→ **What the exercise asks**: Write the rows below as a two-column CSV with the headers text and answer, one CSV line for each row. Put each row's text and its answer in quoted fields, with any line breaks turned into spaces.

→ **Supplied entries**:

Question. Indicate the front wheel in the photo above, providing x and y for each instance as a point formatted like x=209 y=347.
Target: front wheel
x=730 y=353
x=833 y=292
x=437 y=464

→ **Correct answer**:
text,answer
"Question. Indicate the front wheel in the photo above, providing x and y for each instance as a point formatted like x=209 y=347. Target: front wheel","x=730 y=353 x=833 y=292 x=437 y=464"